Édition du 23 avril 2024

Une tribune libre pour la gauche québécoise en marche

Le seul vote stratégique possible , c'est un vote pour Québec solidaire

Les diatribes contre Québec solidaire atteignent cette semaine des sommets de mauvaise foi. Québec solidaire serait devenu un allié objectif de la CAQ. Québec solidaire serait sous l’emprise d’une aile fédéraliste existant en son sein. Il ne serait pas indépendantiste. C’est maintenant la pertinence de l’existence même de Québec solidaire qui est remise en question.

Pourtant, l’apparition et le développement de Québec solidaire ont été une réponse de la gauche des différents mouvements sociaux aux politiques néolibérales qui ont été menées par le gouvernement péquiste entre 1994 à 2003. De plus, au niveau de la souveraineté, le Parti Québécois n’a eu cesse de reporter à un avenir indéfini la lutte pour l’indépendance du Québec. La crise stratégique du Parti québécois tant sur le terrain social et sur le terrain national, explique l’existence de Québec solidaire comme d’Option nationale. Il vaut la peine de revenir sur cette histoire pour comprendre, aujourd’hui, le sens du combat de Québec solidaire et la nécessité de continuer le combat pour sa construction...

1994 à 2003, le gouvernement péquiste mène des politiques néolibérales

Après la défaite au référendum de 1995 et le départ de Jacques Parizeau, le PQ, sous la direction de Lucien Bouchard, a approfondi son ralliement au néolibéralisme. Les politiques menées alors s’inscrivent dans un virage à droite des élites péquistes.

 Déjà, le PQ s’était fait le zélateur du libre-échange. Ce ralliement au libre-échange en a fait un allié objectif de Parti conservateur aux élections fédérales de 1988 qui devaient porter Mulroney au pouvoir. Au gouvernement, le Parti québécois soutiendra la ZLEA malgré l’opposition des peuples latino-américains.

- - - -

## OBJECTIF 1
Dressez la liste de toutes les personnes désignées par leur nom dans la tribune sur Québec solidaire.

- - - -

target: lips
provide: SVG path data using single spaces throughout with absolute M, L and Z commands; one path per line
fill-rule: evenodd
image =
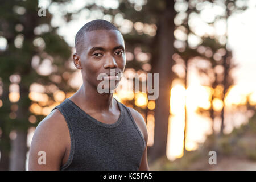
M 113 73 L 114 73 L 114 75 Z M 117 76 L 117 75 L 118 75 L 118 72 L 109 72 L 109 73 L 106 73 L 106 74 L 108 75 L 108 76 L 113 76 L 113 75 Z
M 104 78 L 107 80 L 119 80 L 119 73 L 117 72 L 108 72 L 106 73 L 108 76 L 105 76 Z

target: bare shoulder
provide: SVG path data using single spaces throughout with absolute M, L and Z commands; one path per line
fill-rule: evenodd
M 68 139 L 67 133 L 68 128 L 65 118 L 58 109 L 54 109 L 35 131 L 30 148 L 29 169 L 59 170 Z M 38 164 L 40 151 L 46 155 L 46 164 Z
M 142 115 L 136 110 L 133 108 L 127 107 L 131 112 L 131 115 L 133 116 L 134 121 L 137 125 L 138 127 L 141 131 L 141 133 L 143 135 L 144 139 L 145 139 L 146 143 L 147 143 L 148 134 L 147 126 L 146 125 L 145 121 L 142 117 Z

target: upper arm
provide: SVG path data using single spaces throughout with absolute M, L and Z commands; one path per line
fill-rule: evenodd
M 141 163 L 141 166 L 139 167 L 139 170 L 140 171 L 148 171 L 149 170 L 148 164 L 147 163 L 147 140 L 148 140 L 148 133 L 147 130 L 147 126 L 146 122 L 144 120 L 143 117 L 141 114 L 134 110 L 133 108 L 128 107 L 131 111 L 131 115 L 134 119 L 134 121 L 137 125 L 138 127 L 142 133 L 146 142 L 146 148 L 144 151 L 143 154 L 142 155 L 142 158 Z
M 30 148 L 29 170 L 60 169 L 65 151 L 64 119 L 55 109 L 39 123 Z

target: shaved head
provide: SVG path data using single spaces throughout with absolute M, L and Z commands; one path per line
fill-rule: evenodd
M 119 31 L 119 30 L 114 25 L 104 20 L 97 19 L 87 23 L 79 30 L 76 35 L 75 48 L 76 51 L 79 55 L 80 55 L 85 48 L 84 39 L 86 37 L 86 32 L 98 30 L 114 30 Z

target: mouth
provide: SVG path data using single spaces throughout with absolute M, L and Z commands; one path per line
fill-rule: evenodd
M 119 80 L 120 78 L 119 73 L 118 72 L 110 72 L 106 74 L 107 76 L 104 77 L 105 79 Z

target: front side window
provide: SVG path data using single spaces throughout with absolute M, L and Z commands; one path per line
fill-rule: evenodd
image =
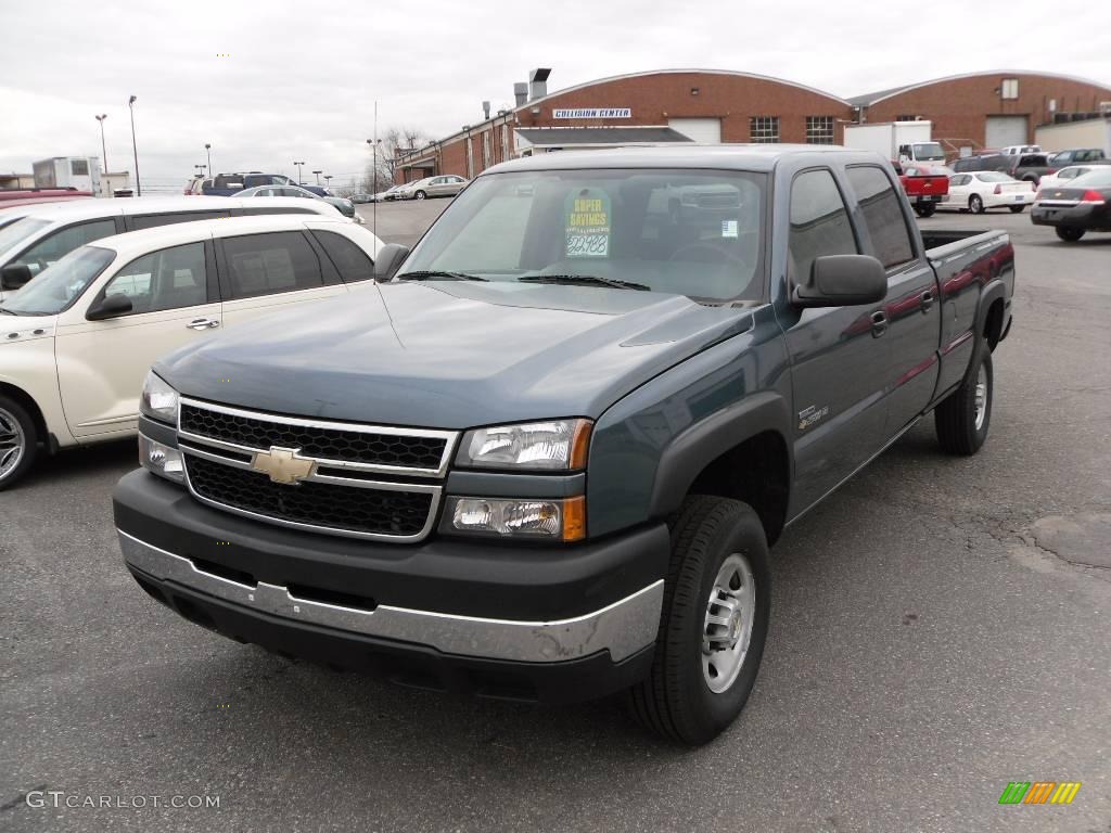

- - - -

## OBJECTIF 2
Modifiez les entrées depuis la ligne qui contient « target: mouth » jusqu'à la fin des entrées en remplaçant « target » par « objet ». Le reste demeure inchangé et les images ne figurent pas dans la réponse.

## RÉPONSE 1
Jacques Parizeau
Lucien Bouchard
Mulroney

## RÉPONSE 2
objet: mouth
provide: SVG path data using single spaces throughout with absolute M, L and Z commands; one path per line
fill-rule: evenodd
M 119 80 L 120 78 L 119 73 L 118 72 L 110 72 L 106 74 L 107 76 L 104 77 L 105 79 Z

objet: front side window
provide: SVG path data using single spaces throughout with absolute M, L and Z commands; one path per line
fill-rule: evenodd
image =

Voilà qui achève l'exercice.